start DATA SUPPLIED

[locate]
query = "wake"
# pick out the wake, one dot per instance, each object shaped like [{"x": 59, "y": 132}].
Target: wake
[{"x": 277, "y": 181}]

end DATA SUPPLIED

### REQUIRED TASK:
Give the listing above as a JSON list of strings, one string per line, leaving out blank lines.

### CORRECT OUTPUT:
[
  "[locate]",
  "query = \"wake\"",
  "# pick out the wake, one dot per instance, each object shaped like [{\"x\": 59, \"y\": 132}].",
  "Target: wake",
  "[{\"x\": 277, \"y\": 181}]"
]